Jobs ->
(a) In the mailing-list thread about broker memory limits, what does the KIP give as the actual memory bound?
(b) List every person named in the mailing-list thread about broker memory limits.
(c) Extend the mailing-list thread about broker memory limits, picking up after its final sentence.

Excerpt provided ->
I like the simplicity of the approach and can see that it is an improvement
over the current implementation in typical scenarios. But I would like to
see Jun's proposal to mute sockets explored further. With the proposal in
the KIP to limit queue size, I am not sure how to calculate the total
memory requirements for brokers to avoid OOM, particularly to avoid DoS
attacks in a secure cluster. Even though the KIP says, the actual memory
bound is "queued.max.bytes + socket.request.max.bytes",  it seems to me
that even with the queue limits, brokers will need close to
(socket.request.max.bytes
* n) bytes of memory to guarantee they don't OOM (where n is the number of
connections). That upper limit is no different to the current
implementation. With client quotas that delay responses and client requests
that may be retried due to blocking processors, as soon as there is space
in the request queue that unblocks the processor, the next select operation
could read in a lot of data from a lot of connections. So controlling the
amount of data read from the socket could be as important as controlling
the request queue size.

Don't mind this being done in two stages, but it will be good to understand
what the final solution would look like before this one is committed.


On Tue, Aug 9, 2016 at 1:58 AM, Becket Qin <becket....@gmail.com> wrote:

> Thought about this again. If I understand correctly Jun's concern is about
> the cascading effect. Currently the processor will try to put all the
> requests received in one poll() call into the RequestChannel. This could
> potentially be long if the queue is moving really really slowly. If we
> don't mute the sockets and clients time out then reconnect, the processor
> may read more requests from the new sockets and take even longer to put
> them into the RequestChannel. So it would be good see if we can avoid this
> cascading effects.
>
> On the other end, allowing the processor to keep reading requests from the
> sockets when the RequestChannel is full also seems hurting the memory usage
> control effort.
>
> Thanks,
>
> Jiangjie (Becket) Qin
>
> On Mon, Aug 8, 2016 at 4:46 PM, radai <radai.rosenbl...@gmail.com> wrote:
>
> > I agree that filling up the request queue can cause clients to time out
> > (and presumably retry?). However, for the workloads where we expect this
> > configuration to be useful the alternative is currently an OOM crash.

Location identification items:
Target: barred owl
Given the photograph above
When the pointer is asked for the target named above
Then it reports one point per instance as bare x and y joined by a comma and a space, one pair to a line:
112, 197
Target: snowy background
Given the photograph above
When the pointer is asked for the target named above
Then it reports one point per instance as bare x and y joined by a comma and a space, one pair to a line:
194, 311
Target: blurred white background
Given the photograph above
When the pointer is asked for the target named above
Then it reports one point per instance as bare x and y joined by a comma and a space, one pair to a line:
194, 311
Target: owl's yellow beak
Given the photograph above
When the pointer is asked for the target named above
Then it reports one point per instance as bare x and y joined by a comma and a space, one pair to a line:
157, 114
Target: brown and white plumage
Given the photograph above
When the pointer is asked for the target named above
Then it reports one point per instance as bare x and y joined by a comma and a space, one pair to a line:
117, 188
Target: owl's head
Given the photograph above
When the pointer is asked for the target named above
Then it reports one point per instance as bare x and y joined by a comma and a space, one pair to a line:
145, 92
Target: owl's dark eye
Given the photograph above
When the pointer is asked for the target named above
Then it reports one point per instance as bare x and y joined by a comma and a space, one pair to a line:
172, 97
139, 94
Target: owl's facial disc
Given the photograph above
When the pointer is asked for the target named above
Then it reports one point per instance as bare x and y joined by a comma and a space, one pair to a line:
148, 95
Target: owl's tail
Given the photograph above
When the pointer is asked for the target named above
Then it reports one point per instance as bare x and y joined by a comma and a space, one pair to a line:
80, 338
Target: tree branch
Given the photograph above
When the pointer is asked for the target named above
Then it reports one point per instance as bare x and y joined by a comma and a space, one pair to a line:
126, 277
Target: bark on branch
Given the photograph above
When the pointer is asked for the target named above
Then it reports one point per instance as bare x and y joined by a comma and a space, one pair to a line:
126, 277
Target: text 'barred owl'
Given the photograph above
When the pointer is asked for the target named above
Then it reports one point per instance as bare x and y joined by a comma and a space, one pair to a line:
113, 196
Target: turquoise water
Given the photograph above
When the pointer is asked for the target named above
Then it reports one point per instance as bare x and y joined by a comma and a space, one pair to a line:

Responses to the exercise ->
(a) "queued.max.bytes + socket.request.max.bytes"

(b) Jun, Jiangjie (Becket) Qin, radai

(c)
> > In my opinion an initial implementation of this feature could be
> > constrained to a simple drop-in replacement of ArrayBlockingQueue
> > (conditional, opt-in) and further study of behavior patterns under load
> can
> > drive future changes to the API later when those behaviors are better
> > understood (like back-pressure, nop filler responses to avoid client
> > timeouts or whatever).
> >
> > On Mon, Aug 8, 2016 at 2:23 PM, Mayuresh Gharat <
> > gharatmayures...@gmail.com>
> > wrote:
> >
> > > Nice write up Radai.
> > > I think what Jun said is a valid concern.
> > > If I am not wrong as per the proposal, we are depending on the entire
> > > pipeline to flow smoothly from accepting requests to handling it,
> calling
> > > KafkaApis and handing back the responses.
> > >
> > > Thanks,
> > >
> > > Mayuresh
> > >
> > >
> > > On Mon, Aug 8, 2016 at 12:22 PM, Joel Koshy <jjkosh...@gmail.com>
> wrote:
> > >
> > > > >
> > > > > .
> > > > >>
> > > > >>
> > > > > Hi Becket,
> > > > >
> > > > > I don't think progress can be made in the processor's run loop if
> the
> > > > > queue fills up. i.e., I think Jun's point is that if the queue is
> > full
> > > > > (either due to the proposed max.bytes or today due to max.requests
> > > > hitting
> > > > > the limit) then processCompletedReceives will block and no further
> > > > progress
> > > > > can be made.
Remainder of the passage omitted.